(Data extracted from a collection)
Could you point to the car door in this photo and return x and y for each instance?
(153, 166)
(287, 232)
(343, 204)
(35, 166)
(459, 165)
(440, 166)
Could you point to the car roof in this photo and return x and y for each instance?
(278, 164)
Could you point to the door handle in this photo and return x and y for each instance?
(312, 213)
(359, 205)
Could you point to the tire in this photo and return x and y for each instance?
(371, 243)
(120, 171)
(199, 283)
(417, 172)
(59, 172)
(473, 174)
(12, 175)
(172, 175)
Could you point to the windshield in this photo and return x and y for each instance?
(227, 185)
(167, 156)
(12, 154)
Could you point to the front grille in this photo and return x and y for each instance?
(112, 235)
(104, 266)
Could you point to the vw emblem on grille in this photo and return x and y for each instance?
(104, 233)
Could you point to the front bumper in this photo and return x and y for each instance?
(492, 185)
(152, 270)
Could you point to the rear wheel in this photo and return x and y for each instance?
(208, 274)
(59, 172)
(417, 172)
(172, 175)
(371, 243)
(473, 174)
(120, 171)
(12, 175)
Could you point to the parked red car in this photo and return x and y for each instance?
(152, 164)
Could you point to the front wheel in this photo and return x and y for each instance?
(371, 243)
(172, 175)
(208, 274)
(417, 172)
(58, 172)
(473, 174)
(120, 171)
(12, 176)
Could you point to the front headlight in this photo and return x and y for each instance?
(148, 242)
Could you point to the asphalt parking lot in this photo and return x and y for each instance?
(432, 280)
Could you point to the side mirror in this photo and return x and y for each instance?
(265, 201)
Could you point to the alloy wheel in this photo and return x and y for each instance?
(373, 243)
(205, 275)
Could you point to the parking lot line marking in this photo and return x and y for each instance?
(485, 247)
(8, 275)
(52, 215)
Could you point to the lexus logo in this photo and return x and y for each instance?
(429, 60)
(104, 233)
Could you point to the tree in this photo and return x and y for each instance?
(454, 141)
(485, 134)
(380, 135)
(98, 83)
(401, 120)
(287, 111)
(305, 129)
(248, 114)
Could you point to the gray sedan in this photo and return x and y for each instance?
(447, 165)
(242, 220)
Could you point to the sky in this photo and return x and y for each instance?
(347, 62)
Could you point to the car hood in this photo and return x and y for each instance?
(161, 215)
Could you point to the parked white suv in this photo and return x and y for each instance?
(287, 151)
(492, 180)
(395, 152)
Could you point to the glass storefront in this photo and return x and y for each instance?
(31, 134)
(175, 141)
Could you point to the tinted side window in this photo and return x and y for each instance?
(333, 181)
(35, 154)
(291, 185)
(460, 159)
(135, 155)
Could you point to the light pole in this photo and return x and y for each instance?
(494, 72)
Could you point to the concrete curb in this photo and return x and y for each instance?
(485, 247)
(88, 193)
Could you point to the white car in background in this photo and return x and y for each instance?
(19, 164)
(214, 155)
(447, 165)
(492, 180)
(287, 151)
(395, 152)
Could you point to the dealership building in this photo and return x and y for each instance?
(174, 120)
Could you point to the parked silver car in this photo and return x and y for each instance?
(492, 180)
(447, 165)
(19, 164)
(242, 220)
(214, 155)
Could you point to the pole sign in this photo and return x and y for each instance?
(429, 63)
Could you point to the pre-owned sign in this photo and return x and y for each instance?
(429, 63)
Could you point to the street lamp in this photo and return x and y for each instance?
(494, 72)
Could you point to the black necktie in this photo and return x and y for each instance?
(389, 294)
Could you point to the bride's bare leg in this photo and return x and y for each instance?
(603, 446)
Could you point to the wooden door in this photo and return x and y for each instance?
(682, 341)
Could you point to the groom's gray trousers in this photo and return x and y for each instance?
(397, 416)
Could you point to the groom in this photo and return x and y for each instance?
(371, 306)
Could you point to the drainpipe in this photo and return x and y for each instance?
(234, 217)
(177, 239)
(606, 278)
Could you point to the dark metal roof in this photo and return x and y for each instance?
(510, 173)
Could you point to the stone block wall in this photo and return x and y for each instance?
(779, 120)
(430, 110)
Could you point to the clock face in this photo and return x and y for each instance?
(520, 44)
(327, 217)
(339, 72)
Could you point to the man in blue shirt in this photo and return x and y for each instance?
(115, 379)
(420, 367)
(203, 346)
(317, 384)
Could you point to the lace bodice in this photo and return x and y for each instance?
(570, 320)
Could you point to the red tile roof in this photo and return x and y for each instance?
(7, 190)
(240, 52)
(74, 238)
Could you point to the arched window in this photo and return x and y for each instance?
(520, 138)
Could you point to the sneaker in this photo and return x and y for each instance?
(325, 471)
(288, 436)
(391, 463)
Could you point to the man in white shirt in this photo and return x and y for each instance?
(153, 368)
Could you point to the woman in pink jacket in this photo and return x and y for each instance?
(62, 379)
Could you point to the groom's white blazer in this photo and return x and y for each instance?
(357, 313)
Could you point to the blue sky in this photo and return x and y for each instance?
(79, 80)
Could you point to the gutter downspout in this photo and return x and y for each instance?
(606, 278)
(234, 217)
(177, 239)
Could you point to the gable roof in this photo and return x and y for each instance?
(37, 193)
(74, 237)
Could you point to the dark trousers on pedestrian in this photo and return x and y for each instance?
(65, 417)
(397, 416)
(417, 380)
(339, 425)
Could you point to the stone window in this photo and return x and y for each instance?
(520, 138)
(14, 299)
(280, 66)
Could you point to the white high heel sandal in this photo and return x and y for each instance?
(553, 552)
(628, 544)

- EXERCISE REQUIREMENTS -
Transcribe each entry exactly.

- SOLUTION -
Could you point to the car door in this photo and return x and y for each instance?
(153, 166)
(287, 232)
(343, 204)
(35, 166)
(459, 165)
(440, 166)
Could you point to the car roof in this photo and return x and y for each instance?
(278, 164)
Could you point to the door handle in this photo and return x and y for each instance?
(312, 213)
(359, 205)
Could you point to the tire in this photo and return x and y for each instance?
(371, 243)
(120, 171)
(199, 283)
(417, 172)
(59, 172)
(473, 174)
(12, 175)
(172, 175)
Could you point to the windshield in this photo and return x and y for each instance?
(227, 185)
(167, 156)
(12, 154)
Could you point to the front grille in this photo and return x and y for each instance?
(112, 235)
(104, 266)
Could you point to the vw emblem on grille in this photo and return x and y for each instance?
(104, 233)
Could you point to the front bumper in this photo and return x and y for each instance?
(492, 185)
(152, 270)
Could you point to the rear wheel in this photo and return x and y for each instance?
(208, 274)
(59, 172)
(417, 172)
(172, 175)
(371, 243)
(473, 174)
(120, 171)
(12, 175)
Could you point to the parked red car in this photo and return x and y for each instance?
(152, 164)
Could you point to the front wheel in this photo and return x and y for each instance?
(371, 243)
(172, 175)
(208, 274)
(417, 172)
(58, 172)
(473, 174)
(120, 171)
(12, 176)
Could you point to the front headlight in this photo and return x and y for each instance?
(148, 242)
Could you point to the asphalt parking lot in this photo and return x and y for each instance?
(432, 280)
Could you point to the side mirror in this photo and return x and y for each instance?
(265, 201)
Could you point to the alloy wheel in this photo and return x and y for each instance?
(373, 243)
(205, 275)
Could you point to the parking lot line marking in this photo and return x and y for each instance?
(485, 247)
(8, 275)
(52, 215)
Could you point to the lexus logo in this photo and return x and y for each instance?
(429, 60)
(104, 233)
Could you point to the tree in this photo and return x and y for each instance?
(454, 141)
(485, 134)
(380, 135)
(98, 83)
(401, 120)
(287, 111)
(305, 129)
(248, 114)
Could you point to the gray sedan in this photo and return x and y for each instance?
(447, 165)
(242, 220)
Could you point to the sky in this photo and return x and y for each instance?
(347, 62)
Could you point to the car hood in this photo and return x and y for each instance?
(161, 215)
Could you point to the parked white suv in this photo and return x and y for each instance?
(287, 151)
(492, 180)
(395, 152)
Could you point to the glass storefront in this photo and return x and y for each instance?
(31, 134)
(175, 141)
Could you point to the tinted side window in this photo and return x and y for each instance?
(333, 181)
(35, 154)
(291, 185)
(460, 159)
(135, 155)
Could you point to the light pole in this photo and return x and y for each instance?
(494, 72)
Could you point to the concrete curb in this photo and return x and y for each instance?
(485, 247)
(88, 193)
Could you point to the white car in background in this photo and return x and y for each instance?
(19, 164)
(214, 155)
(447, 165)
(492, 180)
(287, 151)
(395, 152)
Could you point to the dealership building in this photo and return x and y for each instance?
(174, 120)
Could you point to the parked silver car in this photo and return x and y for each instance?
(492, 180)
(447, 165)
(19, 164)
(242, 220)
(214, 155)
Could you point to the pole sign in this photo and return x and y for each instance?
(429, 63)
Could you point to the pre-owned sign in this photo and return x and y for each instance?
(429, 63)
Could you point to the street lamp in this photo and return x and y for each instance?
(494, 72)
Could you point to the black necktie in this photo and return x and y for each instance?
(389, 294)
Could you point to the bride's bare leg in this photo and return x and y for each instance?
(603, 446)
Could you point to the wooden door in this photo and return x and y for each instance?
(682, 341)
Could you point to the groom's gray trousers in this photo and return x and y for each instance?
(397, 416)
Could you point to the groom in this photo and return x and y for each instance?
(371, 306)
Could you point to the drainpipe in this photo and return x and y for each instance?
(234, 217)
(177, 239)
(606, 278)
Could you point to the dark metal roof in this photo and return x and y for each instance?
(510, 173)
Could you point to the stone block wall in this photo and return x and y for each instance?
(779, 120)
(430, 110)
Could you point to the clock face in this photo and return x and y for each instance?
(520, 44)
(327, 217)
(339, 72)
Could you point to the man in blue shirt in this photo and return x and y for each instance?
(115, 379)
(420, 367)
(203, 346)
(317, 384)
Could you point to the lace bodice in this photo and return x and y for each instance?
(570, 320)
Could you point to the red tile roof in this photo and return x and y for each instance?
(7, 190)
(240, 52)
(74, 238)
Could you point to the arched window in this photo and return x and y for each instance?
(520, 138)
Could you point to the sneaker in this photo and return x and y for each instance?
(325, 471)
(288, 436)
(391, 463)
Could you point to the man in white shirt in this photo and return x and y for each instance?
(153, 368)
Could you point to the woman in pink jacket in this photo and return x and y for each instance?
(62, 379)
Could you point to the groom's white blazer in this photo and return x and y for each instance?
(357, 313)
Could you point to the blue sky in this photo and return x and y for each instance?
(79, 80)
Could you point to the gutter downspout in this photo and return x and y for each instance?
(606, 278)
(234, 217)
(177, 239)
Could you point to the gable roof in this photo and return x and y for each instance?
(37, 193)
(74, 237)
Could you point to the dark trousers on pedestrian in this photo and return x and y for each instance?
(65, 417)
(397, 416)
(417, 380)
(339, 425)
Could you point to the stone window in this photo and return x and y for each instance?
(520, 138)
(14, 299)
(280, 66)
Could you point to the white high heel sandal in this photo and return x and y for each instance?
(553, 552)
(628, 544)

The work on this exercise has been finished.